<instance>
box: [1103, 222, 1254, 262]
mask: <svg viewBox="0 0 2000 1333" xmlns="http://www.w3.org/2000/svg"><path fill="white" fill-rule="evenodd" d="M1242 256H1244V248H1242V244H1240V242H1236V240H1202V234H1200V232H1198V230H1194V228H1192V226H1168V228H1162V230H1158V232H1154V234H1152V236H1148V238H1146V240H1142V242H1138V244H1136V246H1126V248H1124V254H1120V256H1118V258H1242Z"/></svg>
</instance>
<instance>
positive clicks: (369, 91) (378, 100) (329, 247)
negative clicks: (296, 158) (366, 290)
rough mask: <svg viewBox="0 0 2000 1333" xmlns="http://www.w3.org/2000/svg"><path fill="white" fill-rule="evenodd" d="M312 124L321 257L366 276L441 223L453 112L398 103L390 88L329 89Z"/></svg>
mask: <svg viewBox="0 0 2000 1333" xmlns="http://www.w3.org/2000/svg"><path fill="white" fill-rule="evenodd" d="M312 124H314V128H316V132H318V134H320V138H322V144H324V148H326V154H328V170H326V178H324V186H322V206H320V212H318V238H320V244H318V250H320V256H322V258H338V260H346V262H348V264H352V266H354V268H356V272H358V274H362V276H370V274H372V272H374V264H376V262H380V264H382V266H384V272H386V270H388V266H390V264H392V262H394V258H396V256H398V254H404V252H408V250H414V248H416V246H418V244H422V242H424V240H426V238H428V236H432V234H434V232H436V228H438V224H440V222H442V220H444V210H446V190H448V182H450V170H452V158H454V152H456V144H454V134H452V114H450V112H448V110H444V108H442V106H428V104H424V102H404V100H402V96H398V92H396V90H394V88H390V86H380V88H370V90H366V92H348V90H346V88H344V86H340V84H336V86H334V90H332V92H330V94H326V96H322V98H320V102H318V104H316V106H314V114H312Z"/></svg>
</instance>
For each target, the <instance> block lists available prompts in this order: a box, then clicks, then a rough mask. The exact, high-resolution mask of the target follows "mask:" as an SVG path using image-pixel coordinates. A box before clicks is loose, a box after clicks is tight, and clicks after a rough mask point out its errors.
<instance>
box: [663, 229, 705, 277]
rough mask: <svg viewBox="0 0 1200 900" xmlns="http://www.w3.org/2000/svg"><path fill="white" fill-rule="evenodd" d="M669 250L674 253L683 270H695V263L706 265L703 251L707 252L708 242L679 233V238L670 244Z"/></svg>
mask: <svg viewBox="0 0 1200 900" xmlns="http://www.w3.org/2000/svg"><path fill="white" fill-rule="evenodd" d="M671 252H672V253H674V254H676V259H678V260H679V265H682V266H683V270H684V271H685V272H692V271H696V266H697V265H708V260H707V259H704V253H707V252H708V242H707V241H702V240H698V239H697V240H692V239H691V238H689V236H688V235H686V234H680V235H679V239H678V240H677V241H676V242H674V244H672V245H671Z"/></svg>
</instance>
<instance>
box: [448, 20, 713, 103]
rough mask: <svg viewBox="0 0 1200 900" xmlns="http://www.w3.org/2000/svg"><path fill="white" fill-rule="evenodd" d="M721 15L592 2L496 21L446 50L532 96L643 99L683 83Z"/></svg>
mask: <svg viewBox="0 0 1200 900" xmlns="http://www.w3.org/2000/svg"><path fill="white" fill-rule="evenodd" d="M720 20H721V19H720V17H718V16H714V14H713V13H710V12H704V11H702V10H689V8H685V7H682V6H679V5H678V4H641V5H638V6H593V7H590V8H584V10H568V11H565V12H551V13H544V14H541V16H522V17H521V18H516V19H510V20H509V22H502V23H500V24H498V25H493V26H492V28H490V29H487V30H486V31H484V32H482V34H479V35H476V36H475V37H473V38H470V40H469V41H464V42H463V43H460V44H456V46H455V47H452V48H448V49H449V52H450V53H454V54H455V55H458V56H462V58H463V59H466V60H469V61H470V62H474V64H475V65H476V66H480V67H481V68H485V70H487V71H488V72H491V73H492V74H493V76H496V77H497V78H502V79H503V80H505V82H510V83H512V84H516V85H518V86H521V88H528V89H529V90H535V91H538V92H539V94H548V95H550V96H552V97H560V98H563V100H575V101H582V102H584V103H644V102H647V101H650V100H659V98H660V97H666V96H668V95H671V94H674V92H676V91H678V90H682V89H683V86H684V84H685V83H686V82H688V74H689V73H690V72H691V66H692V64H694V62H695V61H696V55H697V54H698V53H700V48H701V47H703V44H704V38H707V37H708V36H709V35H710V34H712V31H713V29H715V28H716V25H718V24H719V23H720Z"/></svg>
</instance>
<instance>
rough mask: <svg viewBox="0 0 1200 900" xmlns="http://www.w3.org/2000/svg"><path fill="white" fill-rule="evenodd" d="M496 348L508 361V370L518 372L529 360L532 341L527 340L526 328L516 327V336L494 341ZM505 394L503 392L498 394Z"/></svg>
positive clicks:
- - -
* Task goal:
In the entries, find every line holding "positive" and copy it.

* Expected output:
positive clicks: (369, 91) (378, 100) (329, 247)
positive clicks:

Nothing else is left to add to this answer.